[Labeled-object pointing entries]

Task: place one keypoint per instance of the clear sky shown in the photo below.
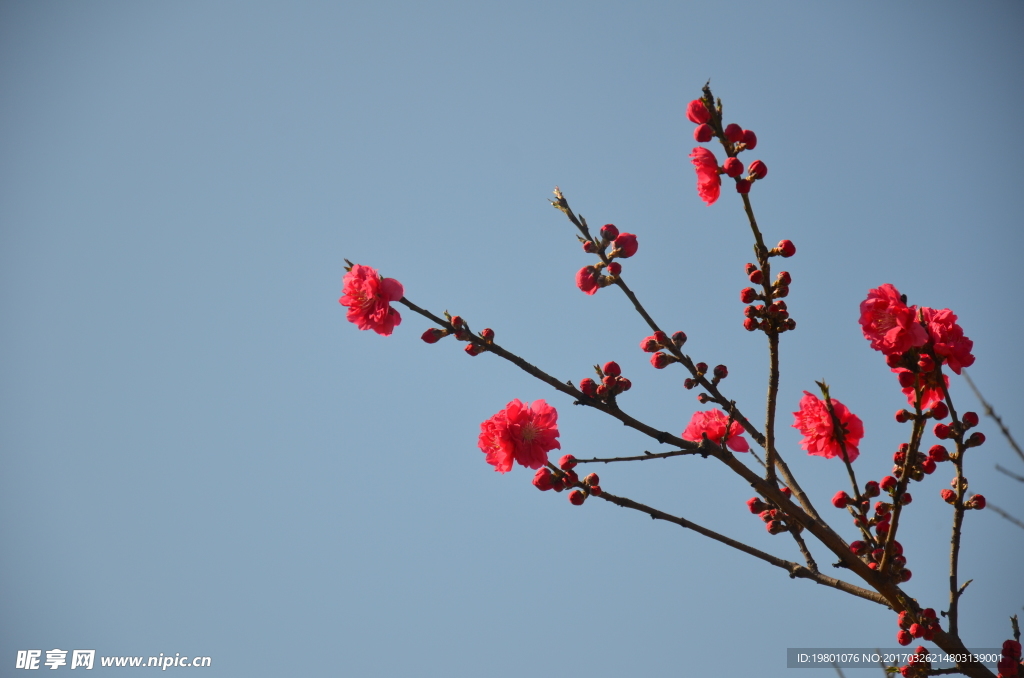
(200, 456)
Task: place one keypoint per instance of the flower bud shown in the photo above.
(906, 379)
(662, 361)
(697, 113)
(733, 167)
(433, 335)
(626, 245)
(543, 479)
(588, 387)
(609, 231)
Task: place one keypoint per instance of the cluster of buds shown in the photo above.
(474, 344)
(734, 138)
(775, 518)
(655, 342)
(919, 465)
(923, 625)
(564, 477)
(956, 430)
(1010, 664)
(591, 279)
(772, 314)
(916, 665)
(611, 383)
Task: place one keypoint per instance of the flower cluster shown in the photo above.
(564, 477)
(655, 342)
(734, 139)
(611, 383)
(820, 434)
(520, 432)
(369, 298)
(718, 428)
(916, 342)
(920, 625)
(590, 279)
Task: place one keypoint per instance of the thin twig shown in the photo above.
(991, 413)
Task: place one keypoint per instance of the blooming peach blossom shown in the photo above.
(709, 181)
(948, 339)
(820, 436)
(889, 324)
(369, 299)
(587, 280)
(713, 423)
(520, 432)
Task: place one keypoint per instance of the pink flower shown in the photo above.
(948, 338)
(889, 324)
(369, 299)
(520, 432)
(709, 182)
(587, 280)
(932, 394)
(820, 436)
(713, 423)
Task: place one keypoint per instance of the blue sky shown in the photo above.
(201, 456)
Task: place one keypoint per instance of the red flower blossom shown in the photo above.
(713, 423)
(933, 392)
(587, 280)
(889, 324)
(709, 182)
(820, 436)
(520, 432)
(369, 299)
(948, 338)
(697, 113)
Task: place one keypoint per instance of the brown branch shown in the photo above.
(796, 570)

...

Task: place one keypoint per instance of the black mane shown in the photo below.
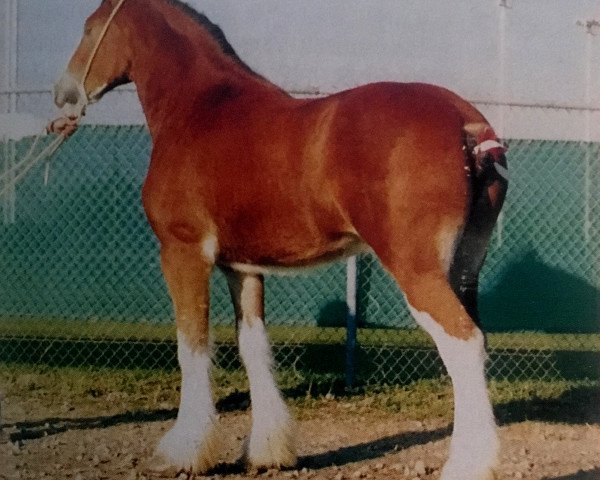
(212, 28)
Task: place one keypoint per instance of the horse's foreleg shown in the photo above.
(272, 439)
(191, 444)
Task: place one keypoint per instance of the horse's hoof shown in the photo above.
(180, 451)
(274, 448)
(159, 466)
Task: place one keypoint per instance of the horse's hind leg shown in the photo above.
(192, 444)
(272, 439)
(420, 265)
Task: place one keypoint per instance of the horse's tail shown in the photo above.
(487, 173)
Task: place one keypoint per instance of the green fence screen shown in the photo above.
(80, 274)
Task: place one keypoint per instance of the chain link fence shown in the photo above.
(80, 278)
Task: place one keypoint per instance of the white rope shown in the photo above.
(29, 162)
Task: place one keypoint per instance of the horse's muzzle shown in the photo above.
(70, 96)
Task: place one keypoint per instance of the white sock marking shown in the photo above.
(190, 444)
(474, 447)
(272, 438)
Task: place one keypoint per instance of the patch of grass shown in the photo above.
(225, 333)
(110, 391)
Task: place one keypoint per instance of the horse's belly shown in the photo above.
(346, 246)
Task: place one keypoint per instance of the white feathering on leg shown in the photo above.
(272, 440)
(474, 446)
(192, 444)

## Written exercise
From the data above, pull out every line that contains the string "flower" and leave out all other lines.

## Solved problem
Task: place one keypoint per instance of the flower bud shown in the photo above.
Task: place one keypoint per instance of the flower cluster shown in the photo above.
Task: place one keypoint per instance of the pink flower shown in the photo above.
Task: place one keypoint per instance of the red flower blossom shown in the photo above.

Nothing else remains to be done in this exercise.